**PROBLEM**
Please give the entries again in full and exactly, without any picture.

**RAW DATA**
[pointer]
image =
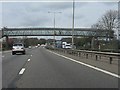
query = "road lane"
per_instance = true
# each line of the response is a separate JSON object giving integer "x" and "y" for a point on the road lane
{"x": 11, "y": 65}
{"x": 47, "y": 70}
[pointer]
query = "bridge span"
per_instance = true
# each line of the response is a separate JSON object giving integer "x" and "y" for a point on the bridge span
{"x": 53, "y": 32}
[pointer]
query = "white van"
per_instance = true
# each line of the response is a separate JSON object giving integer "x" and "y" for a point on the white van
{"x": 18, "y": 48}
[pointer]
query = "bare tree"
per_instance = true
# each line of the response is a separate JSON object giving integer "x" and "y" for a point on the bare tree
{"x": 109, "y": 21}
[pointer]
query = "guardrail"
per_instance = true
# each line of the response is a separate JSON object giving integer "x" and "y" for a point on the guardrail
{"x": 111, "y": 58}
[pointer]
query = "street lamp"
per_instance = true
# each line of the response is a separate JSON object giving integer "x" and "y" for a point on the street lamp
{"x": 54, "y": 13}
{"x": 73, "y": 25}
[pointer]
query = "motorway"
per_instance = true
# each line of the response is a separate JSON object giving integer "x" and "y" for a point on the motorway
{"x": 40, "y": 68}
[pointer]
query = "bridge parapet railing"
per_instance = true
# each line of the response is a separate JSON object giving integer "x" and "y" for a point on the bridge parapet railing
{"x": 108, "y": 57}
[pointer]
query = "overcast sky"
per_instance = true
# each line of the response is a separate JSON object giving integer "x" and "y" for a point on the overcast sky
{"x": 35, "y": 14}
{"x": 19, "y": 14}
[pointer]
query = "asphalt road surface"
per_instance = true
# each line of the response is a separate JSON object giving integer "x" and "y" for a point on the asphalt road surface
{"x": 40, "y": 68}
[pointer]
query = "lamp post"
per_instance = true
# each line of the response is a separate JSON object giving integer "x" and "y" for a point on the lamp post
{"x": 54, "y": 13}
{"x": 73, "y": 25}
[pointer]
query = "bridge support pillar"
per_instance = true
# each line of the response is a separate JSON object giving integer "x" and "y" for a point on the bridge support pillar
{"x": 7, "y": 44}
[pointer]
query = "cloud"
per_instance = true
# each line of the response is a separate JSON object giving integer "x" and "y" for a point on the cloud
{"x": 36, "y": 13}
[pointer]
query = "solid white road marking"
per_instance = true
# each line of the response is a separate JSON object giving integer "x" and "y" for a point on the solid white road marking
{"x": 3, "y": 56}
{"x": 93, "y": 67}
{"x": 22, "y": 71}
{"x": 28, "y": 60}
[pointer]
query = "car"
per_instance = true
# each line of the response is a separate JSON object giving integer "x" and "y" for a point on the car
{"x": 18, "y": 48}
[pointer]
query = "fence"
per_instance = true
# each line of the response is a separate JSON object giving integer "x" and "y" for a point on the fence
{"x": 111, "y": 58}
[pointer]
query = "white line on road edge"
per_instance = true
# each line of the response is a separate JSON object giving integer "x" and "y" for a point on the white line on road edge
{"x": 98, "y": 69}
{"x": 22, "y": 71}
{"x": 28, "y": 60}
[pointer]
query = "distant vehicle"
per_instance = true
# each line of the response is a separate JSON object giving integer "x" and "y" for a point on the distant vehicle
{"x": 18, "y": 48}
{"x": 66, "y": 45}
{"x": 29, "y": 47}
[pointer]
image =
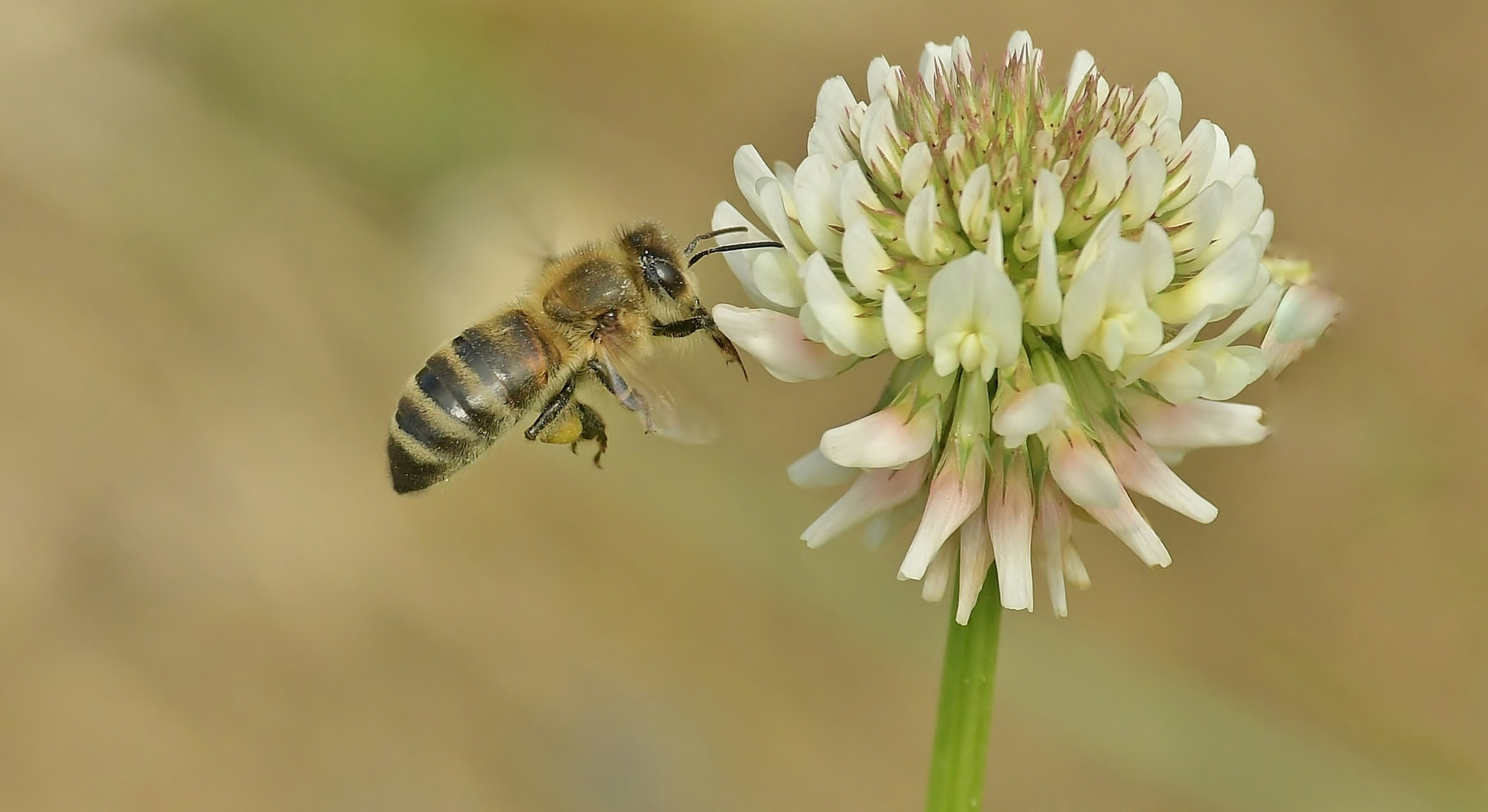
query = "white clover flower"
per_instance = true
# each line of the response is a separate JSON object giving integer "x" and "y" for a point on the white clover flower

**COMPLETE ANSWER**
[pointer]
image =
query = "road lane"
per_instance = true
# each line of the response is a separate JSON object giving integer "x" and "y" for a point on the road lane
{"x": 11, "y": 65}
{"x": 47, "y": 70}
[pointer]
query = "bridge span"
per_instance = true
# each line of the response is a separate JSON object giving integer "x" and "y" for a point on the bridge span
{"x": 53, "y": 32}
[pointer]
query = "white van"
per_instance = true
# each line of the response is a separate JSON object giving integer "x" and "y" for a point on the white van
{"x": 18, "y": 48}
[pointer]
query = "bare tree"
per_instance = true
# each line of the response is a separate JSON object giving integer "x" and "y" for a point on the bare tree
{"x": 109, "y": 21}
[pointer]
query = "guardrail"
per_instance = true
# each line of the response is a separate JSON object giving integer "x" and "y" for a point on the guardrail
{"x": 111, "y": 58}
[pointer]
query = "street lamp"
per_instance = true
# each line of the response is a separate JSON object giving integer "x" and "y" for a point on the street lamp
{"x": 54, "y": 13}
{"x": 73, "y": 25}
[pointer]
query = "motorway"
per_instance = true
# each line of the response is a separate JSON object giving integer "x" and "y" for a point on the motorway
{"x": 40, "y": 68}
[pointer]
query = "bridge parapet railing"
per_instance = true
# each line of the response is a separate JSON object giving integer "x" and "y" for a point on the bridge parapet railing
{"x": 108, "y": 57}
[pointer]
query = "overcast sky"
per_instance = true
# each line of the response is a separate JSON object giving integer "x" and "y" for a point on the overcast sky
{"x": 35, "y": 14}
{"x": 19, "y": 14}
[pointer]
query = "asphalt road surface"
per_instance = true
# each line of the response is a separate JSON object giving integer "x" and "y" for a point on the asphalt road surface
{"x": 40, "y": 68}
[pointer]
query = "lamp post"
per_instance = true
# each line of the response is a separate JSON object giving integer "x" and "y" for a point on the lamp post
{"x": 54, "y": 13}
{"x": 73, "y": 25}
[pointer]
query = "bridge support pillar"
per_instance = true
# each line of the response is a separate JSON object giving integer "x" and "y" for a point on the bridge support pillar
{"x": 7, "y": 44}
[pointer]
query = "cloud"
per_instance = true
# each line of the response is a separate JSON object giving integer "x" and "y" for a point on the cloud
{"x": 36, "y": 13}
[pointer]
query = "solid white road marking"
per_instance = true
# each line of the response is a separate JSON object giving integer "x" and "y" for a point on the solid white road marking
{"x": 3, "y": 56}
{"x": 93, "y": 67}
{"x": 22, "y": 71}
{"x": 28, "y": 60}
[pointer]
query = "car"
per_instance = true
# each line of the response is a separate JSON object giving integer "x" and "y" for a point on the car
{"x": 18, "y": 48}
[pointer]
query = "fence"
per_instance = true
# each line of the response is a separate JSON object giving integer "x" and "y" for a point on the fence
{"x": 111, "y": 58}
[pointer]
query = "white line on road edge"
per_instance = true
# each line of the response is a separate JSON object giving integer "x" and "y" for a point on the white line on road edge
{"x": 98, "y": 69}
{"x": 22, "y": 71}
{"x": 28, "y": 60}
[pointer]
query = "distant vehicle"
per_instance = true
# each line of the response is a separate JSON object giving integer "x" and "y" for a point on the distant vehicle
{"x": 18, "y": 48}
{"x": 66, "y": 45}
{"x": 29, "y": 47}
[pointer]
image =
query = "white clover flower"
per_instance = true
# each line of the response is a separate JSON object giving integer "x" and "y" for a point on the white clover flower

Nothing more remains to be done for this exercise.